**Exercise passage**
[Start of section]
Ex-coroner John Owen jailed for five years for £1m theft
The former coroner for Carmarthenshire who stole £1m from a dead man's estate to "prop up" his struggling law firm has been jailed for five years.
John Owen, 79, from Llandeilo, stole the money from farmer John Williams after being made executor of his will.
Cardiff Crown Court heard Owen had been a "pillar of the community" but his reputation was ruined when his crimes were revealed.
He previously admitted 17 counts of theft and false accounting.
The court heard Mr Williams, from Llangadog, died a bachelor in 1997 with no immediate family and his farm was sold.
Three executors were named but two died, leaving solicitor Owen the sole trustee of the estate.
Janet McDonald, prosecuting, said Owen dishonestly claimed the money, which had been intended for charity, between 2003 and 2011 by billing for work he did not do.
His company had got into financial difficulty and he used the money to keep it going, the court heard.
Owen was only found out when one of his employees, Pauline Mainwaring, contacted the Solicitors Regulation Authority concerned about the "alarming rate" in which money was disappearing from Mr Williams's account.
Ms McDonald said there was no record of what Owen did with the £1m, but his colleagues said he had led an "extravagant lifestyle" even when his firm was struggling.
Peter Rouch QC, defending, said Owen had carried out his work as a solicitor, and later as coroner "impeccably and in an exemplary manner" for 43 years.
[End of section]
**Set of tasks**
1 – Do these statements agree with the news report about the jailed former coroner? Answer yes or no for each, and quote the words of the report that decide it.
(a) John Owen was 79 years old.
(b) Mr Williams left a wife when he died.
(c) Owen's theft came to light through one of his employees.
2 – According to the news report about the jailed former coroner, how many counts did Owen previously admit, and for what offenses?
3 – Continue the news report about the jailed former coroner from where it stops.

**Given information**
[Start of section]
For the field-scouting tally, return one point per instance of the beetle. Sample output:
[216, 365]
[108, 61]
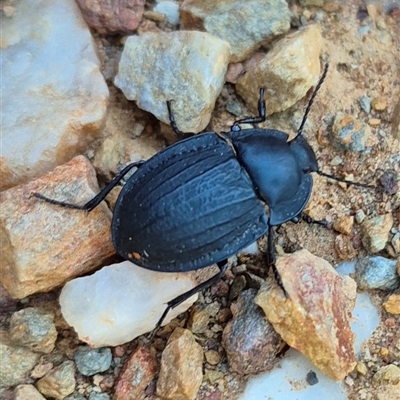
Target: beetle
[End of section]
**Answers to the exercise**
1 –
(a) Yes: "John Owen, 79, from Llandeilo"
(b) No: "died a bachelor in 1997 with no immediate family"
(c) Yes: "Owen was only found out when one of his employees, Pauline Mainwaring, contacted the Solicitors Regulation Authority"

2 – He admitted 17 counts of theft and false accounting.

3 –
But his company began to struggle because the system of billing clients was haphazard, he regularly undercharged for work and was reluctant to let staff go.
He said Owen, who has previously had treatment for prostate cancer, was "deeply ashamed" of his actions because of the damage caused to his community and his profession.
'Fall from grace'
Judge Stephen Hopkins QC said the solicitor had used his position of responsibility to steal half of the bequeathed amount from Mr Williams's estate.
"Your fall from grace has been spectacular," he said.
"You have lost your professional standing and your good name. You owed a duty of utmost good faith to your client and you were in breach of trust, damaging not only your victim but also your colleagues and profession at large."
An application to recover some of the stolen money was made for £125,868.36 under the Proceeds of Crime Act.
The court heard Owen and his wife had sold their home to help repay the money.